* **DIRECTIONS**
**1)** In the article about the student art exhibition, reproduce the passage starting with "Peyton used a" and going on through "won third place.".
**2)** Answer these questions using the article about the student art exhibition:
(a) What place did Peyton Hamrick win in the middle-school division?
(b) What color did Raley Cochran make the snow in her painting?
(c) Who started teaching art at Lincoln Middle School this year?

* **EXTRACT TO READ**
··········

By Erin Beck
Two Shinnston middle-school students are among the winners of the fourth annual Almost Heaven Governor’s Art Exhibition, state officials announced last week.
The contest was designed “to showcase student creativity and the arts,” according to a news release. This year’s theme was: “What does America’s newest national park – the New River Gorge National Park & Preserve – mean to you?” Winners’ artwork will be featured on postcards for the Department of Tourism.
Peyton Hamrick, a seventh-grade student at Lincoln Middle School, won second place in the middle-school division with “Bridge Over the Mountains.”
Raley Cochran, a sixth-grade student at Lincoln Middle School, won third place in the middle-school division with “Winter at New River Gorge.”
First, second, and third-place winners in three divisions, elementary school, middle school, and high school, will receive Blick Art Materials gift cards in the amounts of $100, $50, and $25, respectively.
Peyton used a tool on scratch paper to create shadows and depth in a scenic, black-and-white piece, featuring the historic New River Gorge Bridge and surrounding mountains, skyline, and the New River. Peyton said the drawing “signifies the beauty of the state that I call home.”
“I like art because I get to express myself through creativity,” she said.
Peyton said she felt proud and excited to win second place, and she planned to practice more art with the new supplies.
Raley used watercolor to create an imaginative version of the same recognizable landmark, the New River Gorge.
“I wanted to capture the beauty of the New River Gorge in winter,” she said.
Raley was shocked and excited to have won third place.
She said she’s loved art since she was little, so she would have continued creating it even without the recognition of her talent.
“I like art because it does not always have to be perfect, like in my painting of the bridge, I made the snow purple,” she said. “It is also very fun and exciting.”
Submitting student artwork to the contest was optional for teachers. But Beth Roselius, who started teaching art at Lincoln Middle School this year, said she typically enters her students in as many contests as she can. She hopes winning helps them feel confident in their abilities.
A previous art teacher left when COVID-19 hit, then last year, school officials filled the position with long-term substitutes, she said. She noted that many elementary schools in Harrison County, even though her classes are the reason some kids get excited to come to school.
“My goal is to develop not only a strong program, but to really get students excited about art and, and what it can open up for them,” she said. “And just to see them realize that they’re good at something.” She hopes to see students find “something in them that they didn’t know they had before.”

··········

* **LISTED RECORDS**
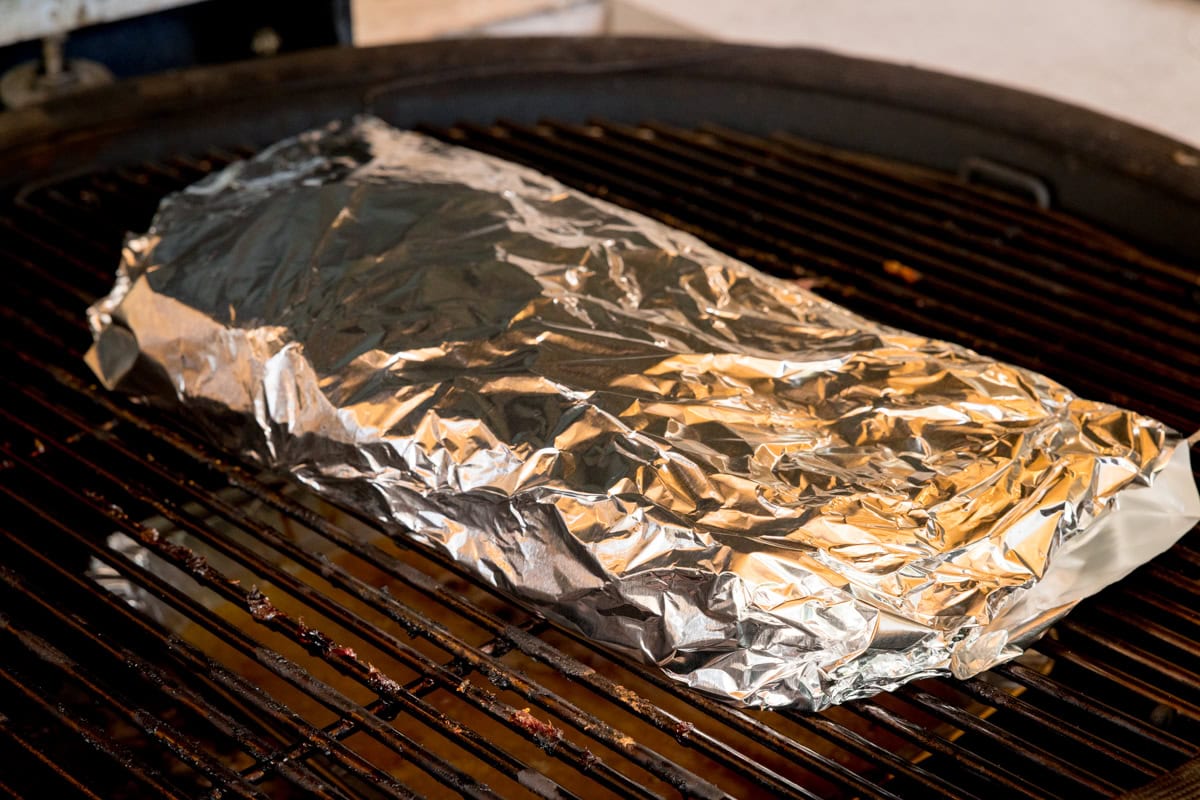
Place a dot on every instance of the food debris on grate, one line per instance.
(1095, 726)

··········

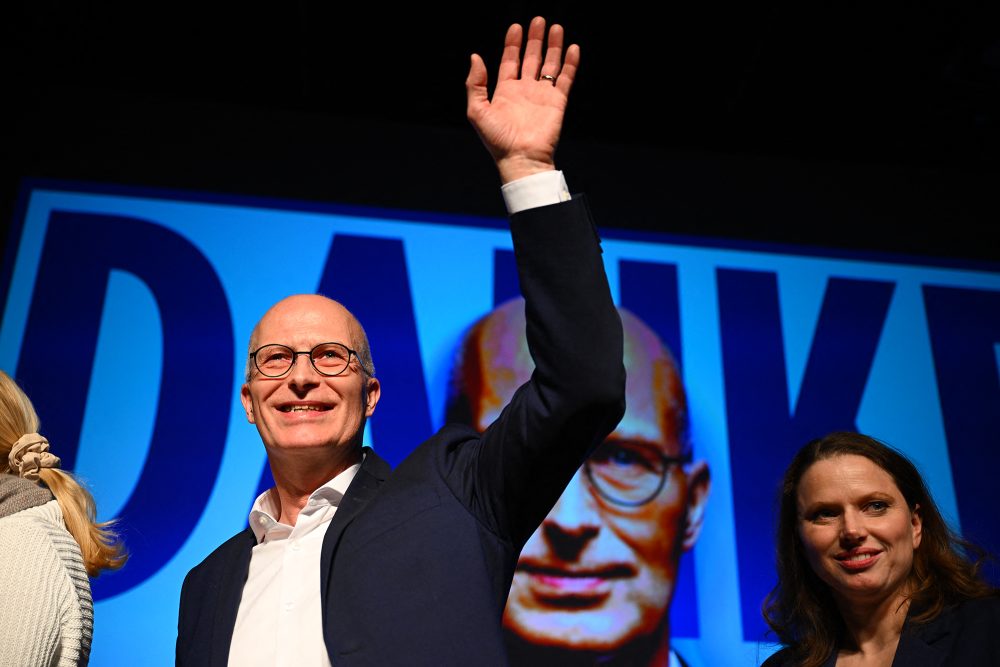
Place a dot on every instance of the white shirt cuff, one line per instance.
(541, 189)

··········

* **PROBLEM SOLUTIONS**
**1)**
Peyton used a tool on scratch paper to create shadows and depth in a scenic, black-and-white piece, featuring the historic New River Gorge Bridge and surrounding mountains, skyline, and the New River. Peyton said the drawing “signifies the beauty of the state that I call home.”
“I like art because I get to express myself through creativity,” she said.
Peyton said she felt proud and excited to win second place, and she planned to practice more art with the new supplies.
Raley used watercolor to create an imaginative version of the same recognizable landmark, the New River Gorge.
“I wanted to capture the beauty of the New River Gorge in winter,” she said.
Raley was shocked and excited to have won third place.

**2)**
(a) Second place.
(b) Purple.
(c) Beth Roselius.